Objective:
Report each line of the data below that contains the word "ribbon" by copying that line in full; case counts when matching.

▬▬▬▬▬▬▬▬▬▬

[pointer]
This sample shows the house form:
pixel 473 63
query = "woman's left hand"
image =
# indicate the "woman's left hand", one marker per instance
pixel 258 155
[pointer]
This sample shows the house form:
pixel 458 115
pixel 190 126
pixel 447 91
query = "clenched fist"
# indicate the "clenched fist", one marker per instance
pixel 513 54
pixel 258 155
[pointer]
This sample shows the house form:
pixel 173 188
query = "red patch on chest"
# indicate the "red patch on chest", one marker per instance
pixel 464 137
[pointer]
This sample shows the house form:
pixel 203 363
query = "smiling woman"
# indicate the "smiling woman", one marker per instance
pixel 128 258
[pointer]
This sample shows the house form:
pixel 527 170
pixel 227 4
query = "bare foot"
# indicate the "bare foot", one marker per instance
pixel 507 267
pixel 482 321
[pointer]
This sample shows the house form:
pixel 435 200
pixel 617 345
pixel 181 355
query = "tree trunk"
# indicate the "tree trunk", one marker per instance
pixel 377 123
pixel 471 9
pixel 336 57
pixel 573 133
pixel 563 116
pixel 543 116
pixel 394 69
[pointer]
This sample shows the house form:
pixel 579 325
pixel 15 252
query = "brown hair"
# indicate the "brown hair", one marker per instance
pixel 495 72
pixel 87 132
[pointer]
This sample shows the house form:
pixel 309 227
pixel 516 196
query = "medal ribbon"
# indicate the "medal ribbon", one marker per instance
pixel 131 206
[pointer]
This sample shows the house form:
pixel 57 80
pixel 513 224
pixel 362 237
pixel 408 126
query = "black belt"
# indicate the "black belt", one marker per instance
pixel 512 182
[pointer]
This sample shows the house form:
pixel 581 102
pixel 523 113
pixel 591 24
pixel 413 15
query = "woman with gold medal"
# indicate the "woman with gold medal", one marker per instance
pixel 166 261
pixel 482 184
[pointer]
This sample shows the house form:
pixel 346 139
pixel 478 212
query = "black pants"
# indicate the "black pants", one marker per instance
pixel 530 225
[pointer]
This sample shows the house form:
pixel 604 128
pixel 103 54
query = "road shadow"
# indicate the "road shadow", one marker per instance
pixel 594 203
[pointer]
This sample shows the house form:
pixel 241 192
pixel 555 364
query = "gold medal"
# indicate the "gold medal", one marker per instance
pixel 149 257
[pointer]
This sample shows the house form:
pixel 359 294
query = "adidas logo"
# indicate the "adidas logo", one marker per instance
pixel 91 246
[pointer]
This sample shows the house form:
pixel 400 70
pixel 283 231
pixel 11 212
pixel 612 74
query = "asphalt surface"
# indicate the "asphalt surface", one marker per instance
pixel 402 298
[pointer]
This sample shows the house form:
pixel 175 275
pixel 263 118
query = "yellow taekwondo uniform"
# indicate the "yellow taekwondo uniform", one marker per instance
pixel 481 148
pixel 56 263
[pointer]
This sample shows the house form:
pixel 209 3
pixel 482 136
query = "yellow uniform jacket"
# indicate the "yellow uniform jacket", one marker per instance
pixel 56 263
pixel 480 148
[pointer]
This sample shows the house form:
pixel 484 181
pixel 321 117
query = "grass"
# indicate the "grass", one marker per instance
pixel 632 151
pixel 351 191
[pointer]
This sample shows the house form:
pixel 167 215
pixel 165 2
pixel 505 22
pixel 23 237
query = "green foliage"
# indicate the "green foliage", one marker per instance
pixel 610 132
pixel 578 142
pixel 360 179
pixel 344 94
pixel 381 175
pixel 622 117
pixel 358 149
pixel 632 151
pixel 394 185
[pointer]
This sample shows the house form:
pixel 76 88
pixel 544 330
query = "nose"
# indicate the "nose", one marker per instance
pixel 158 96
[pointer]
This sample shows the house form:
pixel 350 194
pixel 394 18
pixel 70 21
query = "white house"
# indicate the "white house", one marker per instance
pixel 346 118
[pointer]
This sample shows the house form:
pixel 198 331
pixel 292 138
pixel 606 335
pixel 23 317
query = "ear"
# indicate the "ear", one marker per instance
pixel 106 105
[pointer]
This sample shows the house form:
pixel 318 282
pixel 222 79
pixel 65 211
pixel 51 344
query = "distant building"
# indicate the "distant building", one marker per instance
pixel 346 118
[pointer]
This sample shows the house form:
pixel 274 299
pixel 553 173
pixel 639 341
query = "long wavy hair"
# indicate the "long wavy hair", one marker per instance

▬▬▬▬▬▬▬▬▬▬

Expected answer:
query = "medal ribbon"
# indicate the "medal ribbon", one marker per instance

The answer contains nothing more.